● **Exercise details**
Please print every one of the entries below word for word, with no changes.

● **Extracted material**
------------------------------------------------------------------------

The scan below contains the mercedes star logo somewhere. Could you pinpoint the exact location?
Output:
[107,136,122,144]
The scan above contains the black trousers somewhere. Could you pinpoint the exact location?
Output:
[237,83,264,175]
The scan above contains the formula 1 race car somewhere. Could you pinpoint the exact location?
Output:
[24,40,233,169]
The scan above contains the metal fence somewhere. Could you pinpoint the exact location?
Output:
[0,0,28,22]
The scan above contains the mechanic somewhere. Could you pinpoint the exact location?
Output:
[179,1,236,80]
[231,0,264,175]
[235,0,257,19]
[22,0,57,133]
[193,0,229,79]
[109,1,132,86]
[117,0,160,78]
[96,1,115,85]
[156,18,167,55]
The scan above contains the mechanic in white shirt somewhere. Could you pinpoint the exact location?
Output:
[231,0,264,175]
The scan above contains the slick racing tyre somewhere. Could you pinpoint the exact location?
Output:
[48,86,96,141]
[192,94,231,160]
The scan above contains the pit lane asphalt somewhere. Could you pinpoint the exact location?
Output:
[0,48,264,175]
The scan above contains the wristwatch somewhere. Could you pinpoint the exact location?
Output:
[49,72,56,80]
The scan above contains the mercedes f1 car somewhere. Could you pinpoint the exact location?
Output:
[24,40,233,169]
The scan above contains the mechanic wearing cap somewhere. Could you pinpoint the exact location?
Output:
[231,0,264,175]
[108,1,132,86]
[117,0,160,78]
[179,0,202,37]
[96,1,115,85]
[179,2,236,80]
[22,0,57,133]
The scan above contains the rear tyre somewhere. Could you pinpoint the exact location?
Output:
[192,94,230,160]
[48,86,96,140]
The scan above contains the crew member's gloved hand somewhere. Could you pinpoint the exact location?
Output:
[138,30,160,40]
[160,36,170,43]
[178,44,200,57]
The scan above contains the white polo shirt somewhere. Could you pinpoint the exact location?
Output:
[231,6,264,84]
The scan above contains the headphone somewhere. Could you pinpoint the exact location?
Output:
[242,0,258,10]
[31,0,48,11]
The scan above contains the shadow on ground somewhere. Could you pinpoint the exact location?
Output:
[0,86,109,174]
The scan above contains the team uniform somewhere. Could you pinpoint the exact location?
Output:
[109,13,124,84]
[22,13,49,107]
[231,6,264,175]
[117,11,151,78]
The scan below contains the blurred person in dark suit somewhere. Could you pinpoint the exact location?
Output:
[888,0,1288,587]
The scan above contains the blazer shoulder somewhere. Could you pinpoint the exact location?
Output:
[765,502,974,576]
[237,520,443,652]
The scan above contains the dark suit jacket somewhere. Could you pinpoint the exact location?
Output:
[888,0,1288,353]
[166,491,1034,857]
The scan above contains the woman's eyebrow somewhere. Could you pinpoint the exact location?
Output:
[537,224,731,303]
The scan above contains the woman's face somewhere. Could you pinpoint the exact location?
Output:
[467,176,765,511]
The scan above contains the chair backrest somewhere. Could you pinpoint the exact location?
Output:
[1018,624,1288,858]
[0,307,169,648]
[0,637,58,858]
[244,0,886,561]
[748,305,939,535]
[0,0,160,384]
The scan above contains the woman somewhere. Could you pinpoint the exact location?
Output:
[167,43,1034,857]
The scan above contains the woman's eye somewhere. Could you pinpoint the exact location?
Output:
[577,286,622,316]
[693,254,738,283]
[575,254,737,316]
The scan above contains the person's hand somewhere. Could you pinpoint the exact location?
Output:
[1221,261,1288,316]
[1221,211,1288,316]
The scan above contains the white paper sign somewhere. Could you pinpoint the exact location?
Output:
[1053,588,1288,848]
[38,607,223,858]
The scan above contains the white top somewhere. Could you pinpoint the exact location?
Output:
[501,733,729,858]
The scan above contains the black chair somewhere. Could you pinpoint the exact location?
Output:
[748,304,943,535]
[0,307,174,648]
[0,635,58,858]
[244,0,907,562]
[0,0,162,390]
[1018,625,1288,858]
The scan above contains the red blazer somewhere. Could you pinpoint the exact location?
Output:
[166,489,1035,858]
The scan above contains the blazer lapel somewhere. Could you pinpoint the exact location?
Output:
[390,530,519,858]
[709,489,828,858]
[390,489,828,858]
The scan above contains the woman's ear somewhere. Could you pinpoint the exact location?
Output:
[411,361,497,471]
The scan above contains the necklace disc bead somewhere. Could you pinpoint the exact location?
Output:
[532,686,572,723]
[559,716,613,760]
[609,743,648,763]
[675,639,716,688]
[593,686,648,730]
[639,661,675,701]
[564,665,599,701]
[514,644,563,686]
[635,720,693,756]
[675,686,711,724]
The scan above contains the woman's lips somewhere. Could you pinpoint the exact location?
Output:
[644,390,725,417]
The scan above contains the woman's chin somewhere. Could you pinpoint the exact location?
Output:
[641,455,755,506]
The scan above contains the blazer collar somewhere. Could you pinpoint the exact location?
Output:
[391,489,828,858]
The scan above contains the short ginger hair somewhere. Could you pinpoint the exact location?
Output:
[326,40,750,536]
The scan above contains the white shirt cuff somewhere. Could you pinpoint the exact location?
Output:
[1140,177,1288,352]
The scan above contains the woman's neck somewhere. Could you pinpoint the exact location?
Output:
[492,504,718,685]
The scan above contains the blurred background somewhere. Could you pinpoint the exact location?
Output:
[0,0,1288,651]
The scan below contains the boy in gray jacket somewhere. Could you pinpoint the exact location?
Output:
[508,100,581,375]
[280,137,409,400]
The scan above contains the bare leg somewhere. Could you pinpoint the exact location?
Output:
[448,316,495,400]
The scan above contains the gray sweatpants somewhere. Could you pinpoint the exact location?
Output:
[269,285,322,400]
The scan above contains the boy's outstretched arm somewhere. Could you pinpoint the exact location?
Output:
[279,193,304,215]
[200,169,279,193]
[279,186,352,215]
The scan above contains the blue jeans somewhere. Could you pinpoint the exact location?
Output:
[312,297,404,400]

------------------------------------------------------------------------

● **Result below**
The scan below contains the mercedes star logo somewhere. Could you pinpoint the exact location?
Output:
[107,136,122,144]
The scan above contains the black trousers somewhere. Could you pinpoint the exact location?
Output:
[237,83,264,175]
The scan above contains the formula 1 race car somewhere. Could you pinpoint the exact location?
Output:
[24,40,233,169]
The scan above contains the metal fence somewhere. Could you pinpoint the exact location?
Output:
[0,0,28,22]
The scan above contains the mechanic somewhere. Could you pinpoint the exact location?
Output:
[179,1,236,80]
[231,0,264,175]
[235,0,257,19]
[22,0,57,133]
[193,0,229,79]
[109,1,132,86]
[117,0,160,78]
[96,1,115,85]
[156,18,167,55]
The scan above contains the mechanic in white shirt somewhere. Could you pinpoint the exact location?
Output:
[231,0,264,175]
The scan above contains the slick racing tyre somewhere. Could you pinpoint the exact location?
Output:
[48,86,96,141]
[192,94,231,160]
The scan above contains the pit lane asphalt somewhere. Could you pinpoint the exact location?
Output:
[0,48,264,175]
The scan above contains the wristwatch somewhere. Could you pinpoint the exact location?
Output:
[49,72,56,80]
The scan above contains the mercedes f1 car somewhere. Could you pinpoint the exact location?
Output:
[24,40,233,169]
The scan above contains the mechanic wearing cap somewhere. Could you pinpoint the exact location?
Output:
[231,0,264,175]
[108,1,132,86]
[117,0,160,78]
[179,0,202,37]
[96,1,115,85]
[179,2,236,80]
[22,0,57,133]
The scan above contains the rear tyre somewhere. Could you pinpoint the exact location?
Output:
[192,94,230,160]
[48,86,96,140]
The scan above contains the crew member's gloved hand somewhere. Could you pinpoint the exact location?
Output:
[138,30,160,40]
[160,36,170,43]
[178,44,200,57]
The scan above contains the white polo shirt somewhere. Could you pinpoint the exact location?
Output:
[231,6,264,84]
The scan above contains the headphone somewhere. Could you pinpoint the exact location?
Output:
[242,0,258,10]
[31,0,48,11]
The scan above contains the shadow on ground somewhere. Could you pinpoint the exact location?
Output:
[0,86,109,174]
The scan above contains the team uniform somewhere. Could you pinpoint the exact location?
Output:
[109,13,124,84]
[22,13,49,107]
[231,6,264,175]
[117,11,151,78]
The scan below contains the blurred person in dark suit somewhere. Could you pinpoint the exact location?
Output:
[888,0,1288,587]
The scan above contains the blazer shoulder somewhere. Could you pinpoint the exact location?
Output:
[765,502,974,576]
[237,520,443,652]
The scan above contains the dark suit jacket somewhere. Could you pinpoint the exact location?
Output:
[888,0,1288,353]
[166,491,1034,857]
The scan above contains the woman's eyebrow somewhere. Could you pinpoint the exact location?
Output:
[537,224,731,303]
The scan above contains the woman's face somewhere. Could you pinpoint the exact location?
Output:
[467,176,765,511]
The scan above contains the chair backrest somewhere. Could you pinpoint the exact location?
Output:
[1018,624,1288,858]
[0,307,169,648]
[0,637,58,858]
[244,0,886,561]
[748,305,939,535]
[0,0,160,384]
The scan above contains the woman somewhere. Could you pinpoint the exact location?
Output:
[167,43,1034,857]
The scan above contains the woman's eye somewhere. Could you pinpoint the exact location?
Output:
[577,286,622,316]
[693,254,738,283]
[575,254,737,316]
The scan above contains the person's hand somewhere. Could you pinpoint the exact location?
Output:
[1221,261,1288,316]
[1221,211,1288,316]
The scan above contains the white paper sign somewhere. Could you pinpoint the exact location?
Output:
[1053,588,1288,848]
[38,607,223,858]
The scan above contains the white top somewhere. Could you pinpoint the exact location?
Output:
[501,733,729,858]
The scan above contains the black chair somewhere. Could you pinpoint the exact location?
Output:
[748,304,943,535]
[0,307,174,648]
[0,635,58,858]
[244,0,907,562]
[0,0,162,390]
[1018,625,1288,858]
The scan above contains the red blazer somewhere. Could you pinpoint the exact location?
Output:
[166,489,1035,858]
The scan above contains the blazer lapel somewhere. Could you pinpoint the exact location?
Output:
[390,530,519,858]
[709,489,828,858]
[390,489,828,858]
The scan above contains the woman's ear somewhere. Could you pinpoint the exact location?
Output:
[411,361,497,471]
The scan above contains the necklace disc bead somewhere. Could you pinpoint the exact location?
Output:
[532,686,572,723]
[559,716,613,760]
[609,743,648,763]
[675,639,716,688]
[593,686,648,730]
[639,661,675,701]
[564,665,599,701]
[514,644,563,686]
[635,720,693,756]
[675,686,711,724]
The scan above contains the woman's lips somewhere. Could you pinpoint the exact location?
Output:
[644,390,725,417]
The scan above contains the woman's chin somewhere. Could you pinpoint the exact location?
Output:
[641,455,755,506]
The scan above contains the blazer collar somewhere. Could you pinpoint the exact location?
Output:
[391,489,828,858]
The scan above contains the short ginger hair somewhere. Could you pinpoint the exact location?
Output:
[326,40,750,536]
The scan above contains the white shirt cuff somewhere. Could you pinpoint the exact location?
Output:
[1140,177,1288,352]
The scan above contains the woman's neck somewhere. Could you pinpoint the exact location?
Output:
[492,504,718,685]
The scan above contains the blurred background somewhere. Could you pinpoint the exact location?
Output:
[0,0,1288,651]
The scan below contains the boy in gray jacket somewhere. Could you pinpoint the exact location?
Output:
[508,100,581,375]
[280,137,409,400]
The scan above contains the bare leg somewhere. Could you pinpoint the exact location?
Output:
[448,316,495,400]
The scan above contains the gray sweatpants somewhere. Could you pinpoint the exact location?
Output:
[269,285,322,400]
The scan above contains the boy's outstretched arm somewhere. Could you pinpoint the exact location?
Output:
[279,193,304,215]
[200,169,279,193]
[279,186,352,215]
The scan above contains the blue jeans somewhere. Could you pinpoint the exact location?
Output:
[312,297,404,400]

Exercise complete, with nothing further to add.